■ PROBLEM DETAILS
Every record must be given again word for word; no picture belongs in the copy.

*** Opening of DATA SHOWN ***

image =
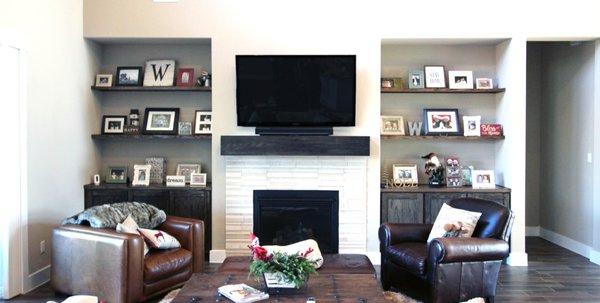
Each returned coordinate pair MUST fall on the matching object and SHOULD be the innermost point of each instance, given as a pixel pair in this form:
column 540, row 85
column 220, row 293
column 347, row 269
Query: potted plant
column 282, row 273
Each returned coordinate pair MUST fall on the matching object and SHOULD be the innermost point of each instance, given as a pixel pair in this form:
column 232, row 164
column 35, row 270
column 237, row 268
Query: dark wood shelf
column 152, row 89
column 149, row 137
column 441, row 91
column 455, row 138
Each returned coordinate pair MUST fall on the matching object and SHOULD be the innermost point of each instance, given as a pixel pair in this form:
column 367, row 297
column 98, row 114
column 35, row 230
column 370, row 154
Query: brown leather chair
column 448, row 269
column 112, row 266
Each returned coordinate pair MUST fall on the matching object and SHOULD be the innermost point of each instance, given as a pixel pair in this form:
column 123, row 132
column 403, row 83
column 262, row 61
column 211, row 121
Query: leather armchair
column 448, row 269
column 112, row 265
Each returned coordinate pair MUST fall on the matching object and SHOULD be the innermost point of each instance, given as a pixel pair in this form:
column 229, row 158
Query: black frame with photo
column 140, row 75
column 173, row 131
column 426, row 121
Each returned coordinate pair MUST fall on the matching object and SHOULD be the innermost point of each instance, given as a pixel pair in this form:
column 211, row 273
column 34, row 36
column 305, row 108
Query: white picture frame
column 141, row 175
column 461, row 79
column 483, row 179
column 472, row 126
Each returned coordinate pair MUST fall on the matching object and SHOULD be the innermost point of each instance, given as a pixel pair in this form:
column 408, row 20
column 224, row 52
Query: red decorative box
column 488, row 130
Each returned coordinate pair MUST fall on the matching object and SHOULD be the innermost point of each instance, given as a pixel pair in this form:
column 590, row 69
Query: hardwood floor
column 554, row 274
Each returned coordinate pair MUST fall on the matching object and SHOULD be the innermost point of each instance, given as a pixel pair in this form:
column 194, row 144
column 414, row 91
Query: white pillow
column 453, row 222
column 300, row 247
column 129, row 226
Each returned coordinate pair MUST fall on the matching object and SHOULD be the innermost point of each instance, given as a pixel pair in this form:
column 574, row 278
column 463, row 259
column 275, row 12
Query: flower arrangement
column 294, row 269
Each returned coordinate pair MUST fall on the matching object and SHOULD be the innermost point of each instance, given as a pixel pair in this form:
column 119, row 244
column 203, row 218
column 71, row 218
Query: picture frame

*** Close of DATA SHOWN ***

■ OUTPUT OF THE EXERCISE
image =
Each returned coordinate pair MUST fall on the matching object and SHOULD be the innermost point of each instance, given as a pixel pair in this form:
column 540, row 85
column 220, row 293
column 347, row 269
Query: potted plant
column 282, row 273
Each returned coordinate pair MUST fall on the matching object and SHOULD be the innermost point of each instance, given as a pixel pair in this form:
column 232, row 164
column 35, row 270
column 237, row 268
Query: dark wood shelf
column 152, row 89
column 149, row 137
column 441, row 91
column 455, row 138
Each returned coordinate pair MUST fall on the matching object and SHOULD be the innermost point of each instance, given as a pixel pair in this form:
column 367, row 297
column 98, row 114
column 35, row 230
column 370, row 154
Query: brown leather chair
column 448, row 269
column 112, row 266
Each returned coordinate pair MUST fall on the matching object and SHOULD be the innermost point of each instance, given as a pixel pair in this form:
column 123, row 132
column 403, row 83
column 262, row 61
column 211, row 121
Query: leather armchair
column 448, row 269
column 112, row 265
Each returned coordinate pair MUST fall on the matching object and SHOULD be the innermost point of each instance, given as a pixel pair in this form:
column 229, row 158
Query: black frame with photo
column 140, row 75
column 173, row 131
column 426, row 121
Each returned coordinate pair MUST fall on the matching object and SHOULD be the innermost point of each instance, given as a pixel pair in this form:
column 211, row 273
column 34, row 36
column 305, row 108
Query: white picture frame
column 141, row 175
column 461, row 79
column 483, row 179
column 472, row 126
Each returned coordinate pair MUST fall on the matching object and SHOULD be the innermost point of each instance, given as a pixel pair in this form:
column 408, row 20
column 224, row 52
Query: red decorative box
column 488, row 130
Each returned coordinate pair MUST fall on the matching object and SHOULD be the innermost point of each instance, given as a pixel pair in this form:
column 590, row 69
Query: hardwood floor
column 554, row 274
Each returned coordinate pair MUST fall on the matching object and SHOULD be the innermost point of each instance, given as a pixel pair in this form:
column 194, row 144
column 414, row 91
Query: white pillow
column 453, row 222
column 300, row 247
column 129, row 226
Each returned coordinate pair MUST fall on the matching object and SHOULD be the innermost point of each instance, given as a pixel pair in this form:
column 574, row 278
column 463, row 259
column 275, row 12
Query: flower arrangement
column 294, row 269
Each returned coordinate pair MUST fall on the matching object and SHOULD be the innermost point of each instance, given as a pixel pair in this form:
column 119, row 244
column 203, row 218
column 71, row 218
Query: picture frame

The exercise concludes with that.